**Data shown**

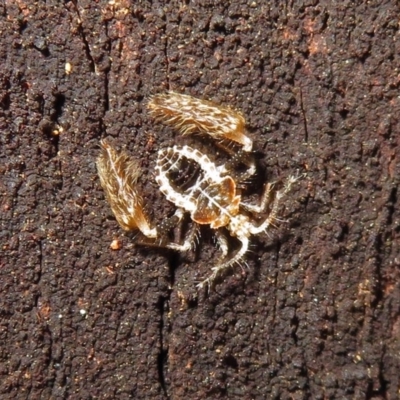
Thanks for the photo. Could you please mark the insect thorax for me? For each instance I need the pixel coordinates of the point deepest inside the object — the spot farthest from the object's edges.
(191, 181)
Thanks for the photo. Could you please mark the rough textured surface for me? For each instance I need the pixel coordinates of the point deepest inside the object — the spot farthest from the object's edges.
(318, 314)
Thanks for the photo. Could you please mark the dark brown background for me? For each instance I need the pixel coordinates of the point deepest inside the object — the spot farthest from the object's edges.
(317, 316)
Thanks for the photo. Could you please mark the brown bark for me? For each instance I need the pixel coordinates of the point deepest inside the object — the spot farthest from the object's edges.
(317, 315)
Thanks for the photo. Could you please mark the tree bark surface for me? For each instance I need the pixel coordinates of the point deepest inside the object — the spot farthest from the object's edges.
(317, 313)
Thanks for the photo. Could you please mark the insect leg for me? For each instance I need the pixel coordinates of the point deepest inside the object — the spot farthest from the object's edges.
(227, 264)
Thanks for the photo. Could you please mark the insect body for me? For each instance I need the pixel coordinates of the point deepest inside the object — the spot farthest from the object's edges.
(209, 193)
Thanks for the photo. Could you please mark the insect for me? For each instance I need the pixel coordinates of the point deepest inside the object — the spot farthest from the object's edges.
(210, 193)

**Instructions to follow**
Rewrite the material from the line containing "Thanks for the photo. Could you please mark the insect for" through the end of the material, replacing "deepest" with "innermost" and leaving everything else unchanged.

**Full solution**
Thanks for the photo. Could you please mark the insect for me? For each instance I need the pixel coordinates of the point innermost inside the object — the spot farthest from the object's edges.
(210, 193)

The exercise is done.